Task prompt: Rewrite the listing below, substituting "coarse mask" for each occurrence of "rough mask" and keeping everything else the same.

[Stored records]
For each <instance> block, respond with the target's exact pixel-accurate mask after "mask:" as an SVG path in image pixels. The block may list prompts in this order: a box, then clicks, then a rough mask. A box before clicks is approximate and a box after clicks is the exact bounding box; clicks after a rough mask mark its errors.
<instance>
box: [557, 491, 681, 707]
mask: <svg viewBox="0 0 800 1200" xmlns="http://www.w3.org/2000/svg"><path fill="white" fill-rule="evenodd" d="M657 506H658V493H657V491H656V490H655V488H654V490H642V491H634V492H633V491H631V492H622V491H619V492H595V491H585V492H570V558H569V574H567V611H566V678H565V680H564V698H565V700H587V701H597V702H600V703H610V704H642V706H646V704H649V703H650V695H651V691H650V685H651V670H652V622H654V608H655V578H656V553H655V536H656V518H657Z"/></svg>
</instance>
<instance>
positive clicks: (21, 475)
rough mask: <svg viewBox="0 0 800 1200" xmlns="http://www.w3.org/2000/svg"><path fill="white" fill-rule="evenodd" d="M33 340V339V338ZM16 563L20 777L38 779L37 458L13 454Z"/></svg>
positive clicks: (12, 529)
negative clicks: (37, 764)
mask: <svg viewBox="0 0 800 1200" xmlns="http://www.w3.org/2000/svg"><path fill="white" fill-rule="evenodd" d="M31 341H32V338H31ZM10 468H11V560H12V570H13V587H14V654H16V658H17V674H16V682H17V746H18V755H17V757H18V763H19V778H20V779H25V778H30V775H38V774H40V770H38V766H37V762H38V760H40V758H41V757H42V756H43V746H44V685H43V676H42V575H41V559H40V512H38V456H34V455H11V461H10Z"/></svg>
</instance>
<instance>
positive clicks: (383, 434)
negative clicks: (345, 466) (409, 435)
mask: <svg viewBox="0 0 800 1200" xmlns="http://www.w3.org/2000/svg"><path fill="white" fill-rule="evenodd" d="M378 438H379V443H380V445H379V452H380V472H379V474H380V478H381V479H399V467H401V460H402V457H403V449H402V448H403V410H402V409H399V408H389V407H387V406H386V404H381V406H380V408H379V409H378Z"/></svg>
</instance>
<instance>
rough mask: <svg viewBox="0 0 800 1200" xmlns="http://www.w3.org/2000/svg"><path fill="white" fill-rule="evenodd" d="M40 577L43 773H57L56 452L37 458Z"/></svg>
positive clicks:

Problem solution:
For each <instance> block, respond with the target's exact pixel-accurate mask after "mask:" as an SVG path in image pixels. The block may list prompts in this order: a box, then clicks, then a coarse mask. A box before clicks is approximate and a box after clicks is the exact bounding box; clicks after a coarse mask mark its errors.
<instance>
box: [557, 491, 681, 707]
mask: <svg viewBox="0 0 800 1200" xmlns="http://www.w3.org/2000/svg"><path fill="white" fill-rule="evenodd" d="M657 506H658V493H657V491H656V490H655V488H654V490H642V491H634V492H633V491H631V492H622V491H619V492H595V491H585V492H570V558H569V574H567V611H566V678H565V680H564V698H565V700H587V701H597V702H600V703H610V704H642V706H646V704H649V703H650V695H651V691H650V685H651V670H652V622H654V608H655V578H656V553H655V536H656V518H657Z"/></svg>
</instance>
<instance>
positive clicks: (21, 475)
coarse mask: <svg viewBox="0 0 800 1200" xmlns="http://www.w3.org/2000/svg"><path fill="white" fill-rule="evenodd" d="M33 340V339V338ZM16 563L20 777L38 779L37 458L13 454Z"/></svg>
positive clicks: (12, 529)
negative clicks: (37, 764)
mask: <svg viewBox="0 0 800 1200" xmlns="http://www.w3.org/2000/svg"><path fill="white" fill-rule="evenodd" d="M31 341H32V338H31ZM10 468H11V560H12V570H13V587H14V654H16V658H17V674H16V682H17V746H18V755H17V757H18V763H19V778H20V779H25V778H30V775H38V774H40V770H38V766H37V762H38V760H40V758H41V757H42V756H43V746H44V685H43V676H42V575H41V559H40V512H38V456H34V455H11V461H10Z"/></svg>
</instance>
<instance>
positive clicks: (383, 434)
negative clicks: (345, 466) (409, 435)
mask: <svg viewBox="0 0 800 1200" xmlns="http://www.w3.org/2000/svg"><path fill="white" fill-rule="evenodd" d="M378 438H379V443H380V445H379V452H380V472H379V474H380V478H381V479H399V467H401V460H402V457H403V449H402V448H403V410H402V409H399V408H389V407H387V406H386V404H381V406H380V408H379V409H378Z"/></svg>
</instance>
<instance>
coarse mask: <svg viewBox="0 0 800 1200" xmlns="http://www.w3.org/2000/svg"><path fill="white" fill-rule="evenodd" d="M40 577L43 773H57L56 452L37 458Z"/></svg>
positive clicks:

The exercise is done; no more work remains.